--- Trecho fornecido ---

Quando uma criança entra na escola, começa a se afastar dos pais. Em vez dos cuidados da mãe, fica durante algumas horas do dia sob as vistas de professores, que cuidam das crianças como verdadeiros pais e mães. A infância é a primavera de nossas vidas.
Eu, quando entrei no primário, minha professora era dona Célia Liberatoscili Menezes da Silva. Lembro-me que, em algumas ocasiões, me atrapalhei e a chamei de mãe na sala de aula. Pudera, uma mulher tão boa, suas aulas eram agradáveis, ela muito cuidadosa com todos, era muito fácil confundir com a mãe. Isso no Grupo Escolar “Eugênio Santos”, nos idos de 1959.

---

## [Tarefa do exercício 1]
No relato sobre a entrada na escola, como se chamava a professora de quem narra no primário?
## [Tarefa do exercício 2]
Prossiga o relato sobre a entrada na escola a partir da frase que o encerra.

--- Entradas extraídas ---

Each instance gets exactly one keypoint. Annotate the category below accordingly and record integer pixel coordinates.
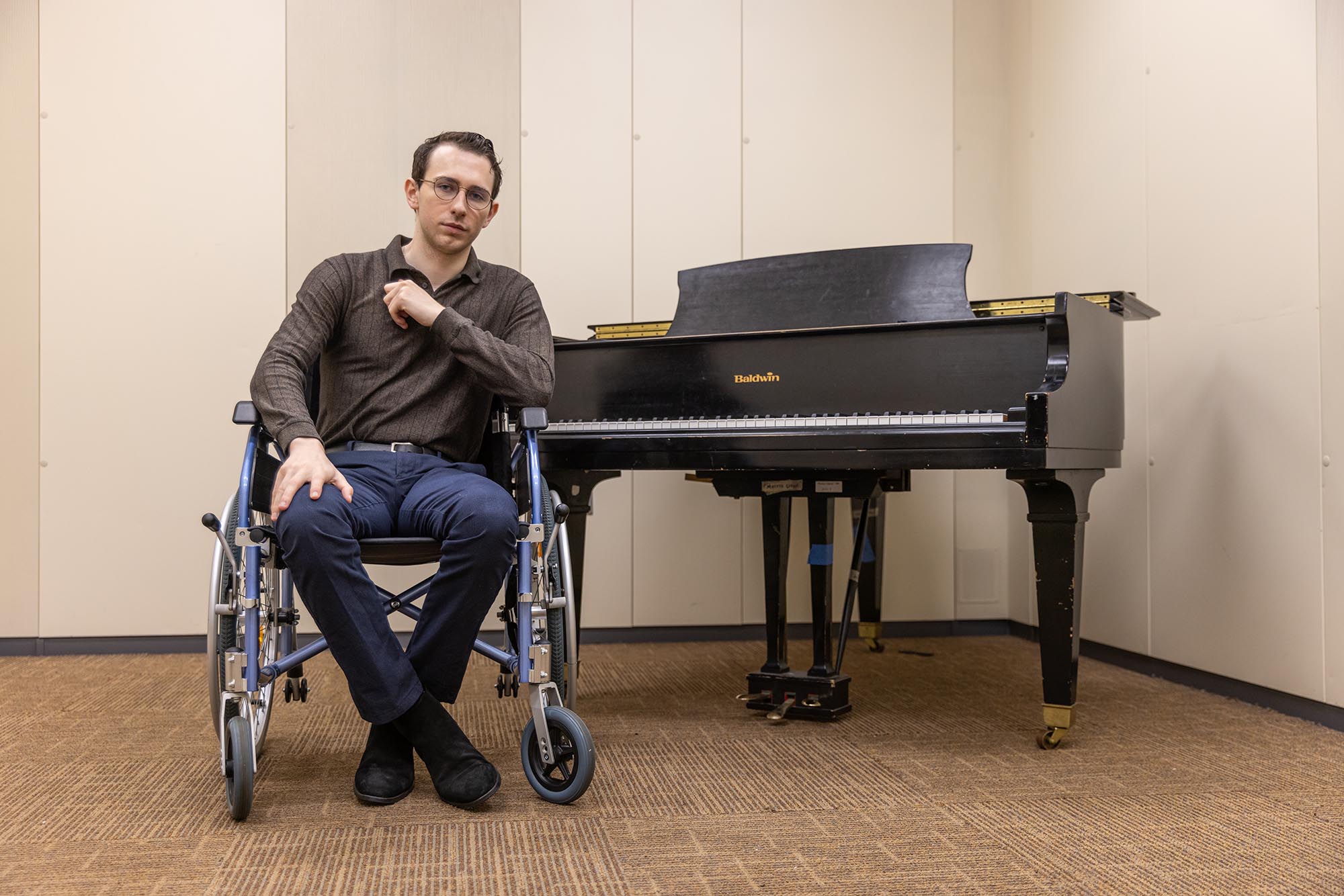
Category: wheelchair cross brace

---
--- Entradas extraídas ---

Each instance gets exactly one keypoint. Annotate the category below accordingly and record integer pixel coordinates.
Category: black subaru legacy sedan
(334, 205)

---

## [Resultado do exercício 1]
Ela se chamava dona Célia Liberatoscili Menezes da Silva.

## [Resultado do exercício 2]
Bons tempos! Logo que fui alfabetizado, comecei a ler gibis. Mickey e Pato Donald. Antes de saber ler, meu pai sentava-se em uma poltrona, e eu e minhas irmãs sentávamos nos braços da poltrona, ou em seu colo, olhando as figuras enquanto ele lia em voz alta. Pato Donald, Mickey, Sobrinhos do Capitão (Hans e Fritz), dentre outros…
Daí não precisava mais que outros lessem para mim. Isso tudo graças à dona Célia, a professora que me alfabetizou.
Enquanto escrevia isto aqui, lembrei-me de uma tia-avó que não sabia ler nem escrever. Coisas de outros tempos, do início do século 20. Ela morava na zona rural, e escolas eram distantes. Não sabia ler, mas fazia de tudo e ninguém a enrolava. Mas, sempre tem um “mas”, de vez em quando fazia algumas confusões. Claro, era irmã de vovô Ernestino, que nunca se apertava e sempre encontrava uma solução à sua moda…
Pois então, certo dia, um dos filhos dessa minha tia-avó estava com alguns problemas na escola. Não conseguia memorizar suas lições. Assim, alguém lhe recomendou que desse fósforo à criança, pois esse mineral é essencial para turbinar a memória.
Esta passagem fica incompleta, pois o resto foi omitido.